■ Provided data ■
● ● ● ● ●

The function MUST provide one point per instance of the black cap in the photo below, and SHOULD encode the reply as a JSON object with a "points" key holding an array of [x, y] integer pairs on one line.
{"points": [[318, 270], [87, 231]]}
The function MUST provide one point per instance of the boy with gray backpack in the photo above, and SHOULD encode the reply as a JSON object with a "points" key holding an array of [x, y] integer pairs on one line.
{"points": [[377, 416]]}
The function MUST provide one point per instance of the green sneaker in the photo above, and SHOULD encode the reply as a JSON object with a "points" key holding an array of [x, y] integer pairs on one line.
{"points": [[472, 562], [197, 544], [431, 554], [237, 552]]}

● ● ● ● ●

■ Set task ■
Rewrite all of the rows above as a numbered list, leaving out any blank lines.

■ Answer to this task ■
1. The function MUST provide one point per instance of the black cap in the photo below, and SHOULD encode the reply as a JSON object with a "points" key holding an array of [x, y] integer pairs on one line.
2. {"points": [[318, 270], [87, 231]]}
3. The function MUST provide one point per instance of the boy with gray backpack in the photo above, and SHOULD encode the reply as a JSON object with a "points" key holding an array of [x, y] integer pairs on one line.
4. {"points": [[377, 416]]}
5. The function MUST provide one point per instance of the green sneaker in the photo above, and SHOULD encode the reply as a JSON object with a "points" key holding an array of [x, y] integer pairs on one line.
6. {"points": [[472, 562], [197, 544], [431, 554], [237, 552]]}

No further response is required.